* Available data:
------------------------

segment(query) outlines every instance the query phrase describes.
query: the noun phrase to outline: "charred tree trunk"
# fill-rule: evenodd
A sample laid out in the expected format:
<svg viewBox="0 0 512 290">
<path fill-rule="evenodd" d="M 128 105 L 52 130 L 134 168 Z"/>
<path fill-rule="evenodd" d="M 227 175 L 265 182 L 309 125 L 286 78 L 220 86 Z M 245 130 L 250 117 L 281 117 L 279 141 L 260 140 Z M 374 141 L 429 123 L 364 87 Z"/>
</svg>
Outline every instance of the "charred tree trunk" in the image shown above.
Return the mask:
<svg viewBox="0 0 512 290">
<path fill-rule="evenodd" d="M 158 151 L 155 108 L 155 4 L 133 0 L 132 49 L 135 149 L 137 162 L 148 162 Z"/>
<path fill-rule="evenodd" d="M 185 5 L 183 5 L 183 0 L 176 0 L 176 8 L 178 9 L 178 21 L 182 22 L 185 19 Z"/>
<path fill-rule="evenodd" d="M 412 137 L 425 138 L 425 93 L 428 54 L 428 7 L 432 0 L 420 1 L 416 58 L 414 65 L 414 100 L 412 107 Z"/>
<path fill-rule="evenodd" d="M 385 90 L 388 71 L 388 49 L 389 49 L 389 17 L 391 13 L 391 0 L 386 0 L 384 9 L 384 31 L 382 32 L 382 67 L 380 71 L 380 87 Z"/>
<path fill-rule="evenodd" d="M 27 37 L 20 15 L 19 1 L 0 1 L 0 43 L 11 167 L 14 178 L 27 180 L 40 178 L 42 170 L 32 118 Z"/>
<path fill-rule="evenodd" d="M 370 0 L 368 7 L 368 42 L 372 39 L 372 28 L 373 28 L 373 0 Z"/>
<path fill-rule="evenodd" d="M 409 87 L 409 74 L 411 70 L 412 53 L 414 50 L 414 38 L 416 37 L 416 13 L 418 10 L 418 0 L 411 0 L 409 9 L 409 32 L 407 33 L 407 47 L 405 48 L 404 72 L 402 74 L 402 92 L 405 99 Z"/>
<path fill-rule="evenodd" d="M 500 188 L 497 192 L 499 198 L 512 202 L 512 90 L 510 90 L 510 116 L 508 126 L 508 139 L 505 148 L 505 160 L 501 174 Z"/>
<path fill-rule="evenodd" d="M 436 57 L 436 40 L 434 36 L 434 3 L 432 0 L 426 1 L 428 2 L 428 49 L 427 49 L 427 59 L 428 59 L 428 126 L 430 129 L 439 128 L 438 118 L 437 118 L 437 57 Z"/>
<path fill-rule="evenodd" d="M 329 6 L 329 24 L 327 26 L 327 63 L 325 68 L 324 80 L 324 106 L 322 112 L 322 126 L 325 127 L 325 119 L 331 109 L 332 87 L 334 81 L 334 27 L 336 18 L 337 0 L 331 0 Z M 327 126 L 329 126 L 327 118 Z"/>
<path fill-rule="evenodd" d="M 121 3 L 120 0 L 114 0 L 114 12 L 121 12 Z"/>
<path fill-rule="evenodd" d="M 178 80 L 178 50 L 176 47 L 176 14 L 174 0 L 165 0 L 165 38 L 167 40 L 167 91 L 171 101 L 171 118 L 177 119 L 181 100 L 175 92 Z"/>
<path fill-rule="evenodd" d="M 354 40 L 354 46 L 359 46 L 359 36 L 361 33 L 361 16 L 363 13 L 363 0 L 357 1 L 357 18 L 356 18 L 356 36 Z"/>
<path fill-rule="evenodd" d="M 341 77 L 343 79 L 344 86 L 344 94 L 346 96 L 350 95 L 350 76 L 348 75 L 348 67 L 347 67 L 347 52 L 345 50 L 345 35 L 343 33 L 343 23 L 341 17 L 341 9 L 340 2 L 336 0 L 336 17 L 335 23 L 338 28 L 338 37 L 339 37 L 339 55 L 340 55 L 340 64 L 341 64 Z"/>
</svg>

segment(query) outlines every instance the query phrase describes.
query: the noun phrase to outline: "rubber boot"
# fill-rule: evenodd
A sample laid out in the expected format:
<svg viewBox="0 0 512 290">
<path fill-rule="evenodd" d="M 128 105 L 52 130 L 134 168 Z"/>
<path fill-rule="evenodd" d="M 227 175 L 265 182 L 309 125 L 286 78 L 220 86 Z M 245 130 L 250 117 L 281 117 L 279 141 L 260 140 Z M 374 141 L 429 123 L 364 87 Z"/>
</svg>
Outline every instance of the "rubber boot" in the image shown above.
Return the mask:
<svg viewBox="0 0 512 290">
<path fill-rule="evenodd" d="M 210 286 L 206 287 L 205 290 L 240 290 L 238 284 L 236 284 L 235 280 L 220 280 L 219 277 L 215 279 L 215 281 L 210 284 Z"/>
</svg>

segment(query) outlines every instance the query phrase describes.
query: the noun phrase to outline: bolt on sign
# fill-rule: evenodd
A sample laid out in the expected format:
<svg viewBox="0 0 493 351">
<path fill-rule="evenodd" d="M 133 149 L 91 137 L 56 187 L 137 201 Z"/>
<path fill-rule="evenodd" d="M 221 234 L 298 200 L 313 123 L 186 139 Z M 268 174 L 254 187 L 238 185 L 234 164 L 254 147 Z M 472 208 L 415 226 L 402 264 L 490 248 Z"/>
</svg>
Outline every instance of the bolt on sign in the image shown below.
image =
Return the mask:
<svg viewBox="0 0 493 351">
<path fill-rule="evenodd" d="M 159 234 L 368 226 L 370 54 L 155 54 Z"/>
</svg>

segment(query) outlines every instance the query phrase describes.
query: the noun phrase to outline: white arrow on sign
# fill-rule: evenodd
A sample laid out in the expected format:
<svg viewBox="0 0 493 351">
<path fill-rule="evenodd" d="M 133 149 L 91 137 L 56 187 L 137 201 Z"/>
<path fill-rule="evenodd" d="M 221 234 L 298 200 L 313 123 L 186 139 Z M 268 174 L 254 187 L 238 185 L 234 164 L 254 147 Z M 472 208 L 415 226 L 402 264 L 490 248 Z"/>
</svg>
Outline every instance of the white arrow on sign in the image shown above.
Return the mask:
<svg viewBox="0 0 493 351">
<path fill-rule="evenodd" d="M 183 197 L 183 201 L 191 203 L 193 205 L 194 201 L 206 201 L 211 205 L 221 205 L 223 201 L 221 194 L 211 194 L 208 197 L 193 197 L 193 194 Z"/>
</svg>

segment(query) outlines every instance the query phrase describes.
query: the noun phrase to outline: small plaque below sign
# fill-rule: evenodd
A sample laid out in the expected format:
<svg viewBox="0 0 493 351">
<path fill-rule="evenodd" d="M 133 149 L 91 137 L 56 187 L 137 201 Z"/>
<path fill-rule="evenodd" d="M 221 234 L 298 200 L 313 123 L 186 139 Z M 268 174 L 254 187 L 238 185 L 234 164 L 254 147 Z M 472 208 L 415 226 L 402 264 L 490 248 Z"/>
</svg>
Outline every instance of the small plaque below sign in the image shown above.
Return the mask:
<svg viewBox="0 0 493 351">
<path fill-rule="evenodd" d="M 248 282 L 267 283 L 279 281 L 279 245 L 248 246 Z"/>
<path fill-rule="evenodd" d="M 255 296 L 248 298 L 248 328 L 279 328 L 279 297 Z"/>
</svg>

------------------------

* Prompt: Please rewrite all of the rows above as a Markdown table with the columns "No." and "Line," giving each line its own numbered table row and leaving out blank lines.

* Solution below:
| No. | Line |
|---|---|
| 1 | segment(query) outlines every instance the query phrase describes. |
| 2 | query: the noun phrase to outline: "charred tree trunk" |
| 3 | # fill-rule: evenodd |
| 4 | A sample laid out in the expected format: |
| 5 | <svg viewBox="0 0 512 290"> |
| 6 | <path fill-rule="evenodd" d="M 128 105 L 52 130 L 134 168 Z"/> |
| 7 | <path fill-rule="evenodd" d="M 227 175 L 265 182 L 309 125 L 286 78 L 220 86 Z M 245 130 L 250 117 L 281 117 L 279 141 L 260 140 Z M 374 141 L 429 123 L 364 87 Z"/> |
| 8 | </svg> |
| 9 | Outline every instance of the "charred tree trunk" in the image shown above. |
| 10 | Return the mask: |
| 11 | <svg viewBox="0 0 512 290"> |
| 12 | <path fill-rule="evenodd" d="M 158 151 L 155 108 L 155 4 L 133 0 L 132 49 L 135 149 L 137 162 L 148 162 Z"/> |
| 13 | <path fill-rule="evenodd" d="M 185 5 L 183 5 L 183 0 L 176 0 L 176 8 L 178 9 L 178 21 L 182 22 L 185 19 Z"/> |
| 14 | <path fill-rule="evenodd" d="M 412 137 L 425 138 L 425 93 L 428 54 L 428 7 L 432 0 L 420 1 L 416 58 L 414 65 L 414 100 L 412 107 Z"/> |
| 15 | <path fill-rule="evenodd" d="M 385 90 L 388 71 L 388 49 L 389 49 L 389 17 L 391 13 L 391 0 L 386 0 L 384 9 L 384 31 L 382 32 L 382 67 L 380 71 L 380 87 Z"/> |
| 16 | <path fill-rule="evenodd" d="M 27 37 L 20 15 L 19 1 L 0 1 L 0 43 L 11 167 L 14 178 L 27 180 L 40 178 L 42 170 L 32 118 Z"/> |
| 17 | <path fill-rule="evenodd" d="M 370 0 L 368 7 L 368 42 L 372 39 L 372 28 L 373 28 L 373 0 Z"/> |
| 18 | <path fill-rule="evenodd" d="M 409 87 L 409 74 L 411 70 L 412 53 L 414 50 L 414 38 L 416 37 L 416 13 L 418 10 L 418 0 L 411 0 L 409 9 L 409 32 L 407 33 L 407 47 L 405 48 L 404 72 L 402 74 L 402 92 L 405 99 Z"/> |
| 19 | <path fill-rule="evenodd" d="M 500 188 L 497 192 L 499 198 L 512 202 L 512 90 L 510 90 L 510 116 L 508 126 L 508 139 L 505 148 L 505 160 L 501 174 Z"/> |
| 20 | <path fill-rule="evenodd" d="M 436 57 L 436 40 L 434 36 L 434 3 L 432 0 L 426 1 L 428 2 L 428 49 L 427 49 L 427 59 L 428 59 L 428 126 L 430 129 L 439 128 L 438 118 L 437 118 L 437 57 Z"/> |
| 21 | <path fill-rule="evenodd" d="M 329 6 L 329 24 L 327 26 L 327 63 L 325 68 L 324 80 L 324 106 L 322 112 L 322 126 L 325 127 L 325 119 L 331 109 L 332 87 L 334 81 L 334 27 L 336 18 L 337 0 L 331 0 Z M 327 126 L 329 126 L 327 118 Z"/> |
| 22 | <path fill-rule="evenodd" d="M 121 3 L 120 0 L 114 0 L 114 12 L 121 12 Z"/> |
| 23 | <path fill-rule="evenodd" d="M 178 80 L 178 50 L 176 47 L 176 14 L 174 0 L 165 0 L 165 38 L 167 40 L 167 91 L 171 101 L 171 118 L 177 119 L 181 100 L 175 92 Z"/> |
| 24 | <path fill-rule="evenodd" d="M 354 40 L 354 46 L 359 46 L 359 36 L 361 33 L 361 16 L 363 13 L 363 0 L 357 1 L 357 18 L 356 18 L 356 36 Z"/> |
| 25 | <path fill-rule="evenodd" d="M 341 77 L 343 79 L 344 86 L 344 94 L 346 96 L 350 95 L 350 76 L 348 75 L 348 67 L 347 67 L 347 52 L 345 50 L 345 35 L 343 33 L 343 23 L 341 17 L 341 9 L 340 2 L 336 0 L 336 17 L 335 23 L 338 28 L 338 37 L 339 37 L 339 55 L 340 55 L 340 64 L 341 64 Z"/> |
| 26 | </svg> |
| 27 | segment(query) outlines every instance the query phrase describes. |
| 28 | query: the noun phrase to outline: "rubber boot" |
| 29 | # fill-rule: evenodd |
| 30 | A sample laid out in the expected format: |
| 31 | <svg viewBox="0 0 512 290"> |
| 32 | <path fill-rule="evenodd" d="M 128 105 L 52 130 L 134 168 Z"/> |
| 33 | <path fill-rule="evenodd" d="M 227 175 L 265 182 L 309 125 L 286 78 L 220 86 Z M 245 130 L 250 117 L 281 117 L 279 141 L 260 140 Z M 374 141 L 429 123 L 364 87 Z"/> |
| 34 | </svg> |
| 35 | Outline every instance of the "rubber boot" in the image shown above. |
| 36 | Return the mask: |
| 37 | <svg viewBox="0 0 512 290"> |
| 38 | <path fill-rule="evenodd" d="M 210 286 L 206 287 L 205 290 L 240 290 L 238 284 L 236 284 L 235 280 L 220 280 L 219 277 L 215 279 L 215 281 L 210 284 Z"/> |
| 39 | </svg> |
| 40 | segment(query) outlines every instance the query phrase describes. |
| 41 | query: the noun phrase to outline: bolt on sign |
| 42 | # fill-rule: evenodd |
| 43 | A sample laid out in the expected format: |
| 44 | <svg viewBox="0 0 493 351"> |
| 45 | <path fill-rule="evenodd" d="M 133 149 L 91 137 L 56 187 L 137 201 Z"/> |
| 46 | <path fill-rule="evenodd" d="M 221 234 L 298 200 L 313 123 L 186 139 Z M 268 174 L 254 187 L 238 185 L 234 164 L 254 147 Z M 472 208 L 415 226 L 402 264 L 490 248 Z"/> |
| 47 | </svg> |
| 48 | Outline every instance of the bolt on sign in the image shown below. |
| 49 | image = |
| 50 | Return the mask: |
| 51 | <svg viewBox="0 0 493 351"> |
| 52 | <path fill-rule="evenodd" d="M 159 234 L 368 226 L 370 54 L 155 54 Z"/> |
| 53 | </svg> |
| 54 | segment(query) outlines every instance the query phrase describes. |
| 55 | query: the noun phrase to outline: white arrow on sign |
| 56 | # fill-rule: evenodd |
| 57 | A sample laid out in the expected format: |
| 58 | <svg viewBox="0 0 493 351"> |
| 59 | <path fill-rule="evenodd" d="M 133 149 L 91 137 L 56 187 L 137 201 Z"/> |
| 60 | <path fill-rule="evenodd" d="M 221 234 L 298 200 L 313 123 L 186 139 Z M 268 174 L 254 187 L 238 185 L 234 164 L 254 147 Z M 472 208 L 415 226 L 402 264 L 490 248 Z"/> |
| 61 | </svg> |
| 62 | Outline every instance of the white arrow on sign in the image shown above. |
| 63 | Return the mask: |
| 64 | <svg viewBox="0 0 493 351"> |
| 65 | <path fill-rule="evenodd" d="M 183 197 L 183 201 L 191 203 L 193 205 L 194 201 L 206 201 L 211 205 L 221 205 L 223 201 L 221 194 L 211 194 L 208 197 L 193 197 L 193 194 Z"/> |
| 66 | </svg> |
| 67 | segment(query) outlines every instance the query phrase describes. |
| 68 | query: the noun phrase to outline: small plaque below sign |
| 69 | # fill-rule: evenodd |
| 70 | A sample laid out in the expected format: |
| 71 | <svg viewBox="0 0 493 351"> |
| 72 | <path fill-rule="evenodd" d="M 133 149 L 91 137 L 56 187 L 137 201 Z"/> |
| 73 | <path fill-rule="evenodd" d="M 221 234 L 298 200 L 313 123 L 186 139 Z M 268 174 L 254 187 L 238 185 L 234 164 L 254 147 Z M 472 208 L 415 226 L 402 264 L 490 248 Z"/> |
| 74 | </svg> |
| 75 | Outline every instance of the small plaque below sign in the image shown above. |
| 76 | Return the mask: |
| 77 | <svg viewBox="0 0 493 351"> |
| 78 | <path fill-rule="evenodd" d="M 248 282 L 267 283 L 279 281 L 279 245 L 248 246 Z"/> |
| 79 | <path fill-rule="evenodd" d="M 255 296 L 248 298 L 248 328 L 279 328 L 279 297 Z"/> |
| 80 | </svg> |